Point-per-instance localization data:
⁂

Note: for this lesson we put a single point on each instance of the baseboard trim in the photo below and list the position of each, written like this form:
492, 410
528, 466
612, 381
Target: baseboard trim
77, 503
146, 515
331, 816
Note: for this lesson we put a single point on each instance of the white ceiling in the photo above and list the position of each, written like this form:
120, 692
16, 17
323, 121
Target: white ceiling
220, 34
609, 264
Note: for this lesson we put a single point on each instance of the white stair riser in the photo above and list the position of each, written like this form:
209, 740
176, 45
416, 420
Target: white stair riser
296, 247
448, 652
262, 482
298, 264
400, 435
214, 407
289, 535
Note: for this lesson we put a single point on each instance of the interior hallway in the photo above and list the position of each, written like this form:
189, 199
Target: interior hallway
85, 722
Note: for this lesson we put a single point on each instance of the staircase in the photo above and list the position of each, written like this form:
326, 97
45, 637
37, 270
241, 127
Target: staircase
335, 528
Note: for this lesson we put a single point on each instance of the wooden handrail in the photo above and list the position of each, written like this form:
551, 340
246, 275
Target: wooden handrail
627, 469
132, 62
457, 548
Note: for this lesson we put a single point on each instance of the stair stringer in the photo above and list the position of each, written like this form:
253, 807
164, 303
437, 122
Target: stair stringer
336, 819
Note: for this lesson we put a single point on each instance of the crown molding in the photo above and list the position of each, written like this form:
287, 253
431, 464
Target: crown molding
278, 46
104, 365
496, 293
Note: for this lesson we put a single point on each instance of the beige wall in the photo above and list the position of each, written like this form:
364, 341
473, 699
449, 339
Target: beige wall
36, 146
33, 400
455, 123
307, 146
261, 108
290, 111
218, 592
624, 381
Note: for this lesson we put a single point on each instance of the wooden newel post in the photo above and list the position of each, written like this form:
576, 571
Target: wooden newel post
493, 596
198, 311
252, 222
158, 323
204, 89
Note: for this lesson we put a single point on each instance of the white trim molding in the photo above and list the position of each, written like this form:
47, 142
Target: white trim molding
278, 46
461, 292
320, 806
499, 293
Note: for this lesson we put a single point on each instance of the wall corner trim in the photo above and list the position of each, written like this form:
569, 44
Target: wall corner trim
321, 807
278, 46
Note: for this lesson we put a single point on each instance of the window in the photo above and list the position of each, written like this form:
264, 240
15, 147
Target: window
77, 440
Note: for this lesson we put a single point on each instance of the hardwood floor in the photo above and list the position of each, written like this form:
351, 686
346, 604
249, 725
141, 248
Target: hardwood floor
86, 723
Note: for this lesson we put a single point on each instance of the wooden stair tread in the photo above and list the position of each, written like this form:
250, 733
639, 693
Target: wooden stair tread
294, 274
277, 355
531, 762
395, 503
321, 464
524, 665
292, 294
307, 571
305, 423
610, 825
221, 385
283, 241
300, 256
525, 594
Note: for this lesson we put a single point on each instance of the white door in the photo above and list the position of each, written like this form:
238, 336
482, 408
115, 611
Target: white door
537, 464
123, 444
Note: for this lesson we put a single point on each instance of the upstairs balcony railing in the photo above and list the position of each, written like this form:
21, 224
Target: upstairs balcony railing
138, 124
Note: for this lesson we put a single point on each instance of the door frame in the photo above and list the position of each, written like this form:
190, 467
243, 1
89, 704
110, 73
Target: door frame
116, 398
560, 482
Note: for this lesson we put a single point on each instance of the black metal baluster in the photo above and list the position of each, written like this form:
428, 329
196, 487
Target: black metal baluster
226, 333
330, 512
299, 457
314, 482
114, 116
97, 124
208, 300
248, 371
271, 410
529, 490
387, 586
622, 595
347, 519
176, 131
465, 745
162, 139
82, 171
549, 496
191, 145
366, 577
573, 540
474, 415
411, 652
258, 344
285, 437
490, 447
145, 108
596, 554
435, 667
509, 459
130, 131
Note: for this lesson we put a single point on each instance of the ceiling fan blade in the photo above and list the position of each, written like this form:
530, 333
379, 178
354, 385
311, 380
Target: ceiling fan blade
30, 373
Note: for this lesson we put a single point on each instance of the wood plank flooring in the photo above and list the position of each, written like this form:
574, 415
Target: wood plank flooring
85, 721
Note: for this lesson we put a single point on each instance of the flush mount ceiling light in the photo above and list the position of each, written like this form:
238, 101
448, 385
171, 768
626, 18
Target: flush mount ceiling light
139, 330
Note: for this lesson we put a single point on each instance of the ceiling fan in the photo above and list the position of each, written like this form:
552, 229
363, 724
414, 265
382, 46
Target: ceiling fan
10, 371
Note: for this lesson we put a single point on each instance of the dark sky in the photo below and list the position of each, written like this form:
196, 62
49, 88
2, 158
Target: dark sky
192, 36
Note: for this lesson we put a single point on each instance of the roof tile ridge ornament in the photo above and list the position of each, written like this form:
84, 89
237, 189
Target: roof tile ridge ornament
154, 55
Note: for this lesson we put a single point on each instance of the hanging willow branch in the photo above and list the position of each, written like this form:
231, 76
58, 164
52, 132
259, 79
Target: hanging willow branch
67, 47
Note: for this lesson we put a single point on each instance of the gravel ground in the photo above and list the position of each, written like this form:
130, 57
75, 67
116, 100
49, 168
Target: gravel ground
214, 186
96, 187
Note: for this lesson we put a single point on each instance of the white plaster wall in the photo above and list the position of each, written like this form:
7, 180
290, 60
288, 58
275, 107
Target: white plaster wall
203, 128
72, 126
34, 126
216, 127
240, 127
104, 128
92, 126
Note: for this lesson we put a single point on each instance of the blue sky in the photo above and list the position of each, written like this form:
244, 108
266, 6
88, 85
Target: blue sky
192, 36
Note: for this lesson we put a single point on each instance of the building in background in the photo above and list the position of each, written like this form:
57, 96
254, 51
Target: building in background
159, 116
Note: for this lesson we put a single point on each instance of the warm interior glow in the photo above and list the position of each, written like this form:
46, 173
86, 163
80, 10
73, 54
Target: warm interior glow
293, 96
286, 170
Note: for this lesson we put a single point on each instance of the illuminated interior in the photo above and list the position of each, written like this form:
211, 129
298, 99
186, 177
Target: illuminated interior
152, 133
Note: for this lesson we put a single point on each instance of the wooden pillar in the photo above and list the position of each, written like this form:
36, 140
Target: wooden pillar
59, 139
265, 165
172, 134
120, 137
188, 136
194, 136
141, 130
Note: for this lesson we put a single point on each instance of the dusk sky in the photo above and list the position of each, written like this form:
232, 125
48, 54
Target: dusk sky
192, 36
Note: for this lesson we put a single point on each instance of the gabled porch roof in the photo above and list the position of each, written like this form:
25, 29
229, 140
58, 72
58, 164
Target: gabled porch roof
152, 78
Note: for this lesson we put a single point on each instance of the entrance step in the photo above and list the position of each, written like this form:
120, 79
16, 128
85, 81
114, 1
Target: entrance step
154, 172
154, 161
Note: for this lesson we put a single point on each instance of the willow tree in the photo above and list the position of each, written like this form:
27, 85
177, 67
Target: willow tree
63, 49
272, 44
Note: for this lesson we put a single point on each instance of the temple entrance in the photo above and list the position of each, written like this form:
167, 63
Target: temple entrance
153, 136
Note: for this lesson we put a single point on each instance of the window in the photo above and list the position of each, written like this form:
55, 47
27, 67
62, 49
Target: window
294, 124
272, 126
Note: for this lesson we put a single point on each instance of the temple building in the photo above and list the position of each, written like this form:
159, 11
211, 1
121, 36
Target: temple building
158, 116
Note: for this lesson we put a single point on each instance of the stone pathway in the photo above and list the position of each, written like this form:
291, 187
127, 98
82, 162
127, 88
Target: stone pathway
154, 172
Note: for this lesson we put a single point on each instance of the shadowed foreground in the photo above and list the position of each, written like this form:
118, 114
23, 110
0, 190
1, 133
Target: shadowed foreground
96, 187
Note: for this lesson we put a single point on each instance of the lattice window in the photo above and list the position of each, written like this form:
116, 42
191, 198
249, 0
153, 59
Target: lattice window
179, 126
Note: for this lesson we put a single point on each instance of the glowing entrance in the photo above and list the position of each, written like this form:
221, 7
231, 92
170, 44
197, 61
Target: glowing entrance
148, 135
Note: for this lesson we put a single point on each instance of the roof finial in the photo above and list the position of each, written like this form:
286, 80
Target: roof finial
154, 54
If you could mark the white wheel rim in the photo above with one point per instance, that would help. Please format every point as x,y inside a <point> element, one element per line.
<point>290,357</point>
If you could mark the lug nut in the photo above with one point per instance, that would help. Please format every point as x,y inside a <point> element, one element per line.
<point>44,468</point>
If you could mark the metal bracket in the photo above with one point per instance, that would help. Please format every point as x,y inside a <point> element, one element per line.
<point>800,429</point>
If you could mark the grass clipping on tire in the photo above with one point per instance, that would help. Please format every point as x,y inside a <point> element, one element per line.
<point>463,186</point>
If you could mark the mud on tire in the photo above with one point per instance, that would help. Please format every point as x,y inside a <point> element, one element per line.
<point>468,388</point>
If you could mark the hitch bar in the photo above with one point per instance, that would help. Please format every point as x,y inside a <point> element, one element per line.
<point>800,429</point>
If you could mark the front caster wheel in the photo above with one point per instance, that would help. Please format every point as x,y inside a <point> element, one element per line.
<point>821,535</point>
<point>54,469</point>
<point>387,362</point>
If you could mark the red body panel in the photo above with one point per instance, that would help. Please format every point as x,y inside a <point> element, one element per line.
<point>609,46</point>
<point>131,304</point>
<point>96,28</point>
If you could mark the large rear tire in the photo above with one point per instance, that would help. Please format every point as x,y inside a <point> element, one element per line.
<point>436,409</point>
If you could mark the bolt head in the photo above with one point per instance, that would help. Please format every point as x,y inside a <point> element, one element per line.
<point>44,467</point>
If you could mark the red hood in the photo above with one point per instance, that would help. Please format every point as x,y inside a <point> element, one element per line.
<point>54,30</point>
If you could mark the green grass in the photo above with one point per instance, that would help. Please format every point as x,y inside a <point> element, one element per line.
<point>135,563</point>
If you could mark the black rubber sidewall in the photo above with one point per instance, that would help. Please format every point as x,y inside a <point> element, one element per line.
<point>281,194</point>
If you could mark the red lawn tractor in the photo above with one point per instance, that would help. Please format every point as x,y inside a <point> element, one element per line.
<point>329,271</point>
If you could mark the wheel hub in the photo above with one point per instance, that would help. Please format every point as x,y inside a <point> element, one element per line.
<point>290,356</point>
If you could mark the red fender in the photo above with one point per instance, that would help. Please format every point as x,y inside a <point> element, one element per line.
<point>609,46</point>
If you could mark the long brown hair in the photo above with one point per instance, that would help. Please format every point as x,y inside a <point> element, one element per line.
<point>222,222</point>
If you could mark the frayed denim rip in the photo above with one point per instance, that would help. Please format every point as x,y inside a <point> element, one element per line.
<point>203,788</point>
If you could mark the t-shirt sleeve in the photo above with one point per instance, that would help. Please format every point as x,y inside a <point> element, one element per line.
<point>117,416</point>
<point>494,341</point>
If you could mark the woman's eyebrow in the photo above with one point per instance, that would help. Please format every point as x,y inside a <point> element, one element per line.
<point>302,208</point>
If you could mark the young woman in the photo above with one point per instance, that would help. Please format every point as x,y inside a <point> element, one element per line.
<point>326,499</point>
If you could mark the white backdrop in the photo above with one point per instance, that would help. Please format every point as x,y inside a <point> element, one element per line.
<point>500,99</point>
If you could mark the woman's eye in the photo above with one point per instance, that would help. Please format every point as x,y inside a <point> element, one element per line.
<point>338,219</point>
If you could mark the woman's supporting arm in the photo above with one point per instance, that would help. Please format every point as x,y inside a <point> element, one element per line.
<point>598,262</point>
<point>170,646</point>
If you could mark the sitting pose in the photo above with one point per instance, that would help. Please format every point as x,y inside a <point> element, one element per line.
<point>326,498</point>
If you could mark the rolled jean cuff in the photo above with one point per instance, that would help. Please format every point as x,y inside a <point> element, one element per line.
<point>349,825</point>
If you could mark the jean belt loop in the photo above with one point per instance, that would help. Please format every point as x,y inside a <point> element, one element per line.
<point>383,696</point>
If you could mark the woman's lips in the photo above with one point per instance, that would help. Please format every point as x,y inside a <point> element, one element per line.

⁂

The lines above that hold "below" are the result; show every one of them.

TASK RESULT:
Note: for this lesson we put a single point on each instance of the baseboard trim in the photo below and list the position of each, written like this form:
Note: for this lesson we put a single point on each instance of the dark sky in the photo below and list the position of each, written like this form:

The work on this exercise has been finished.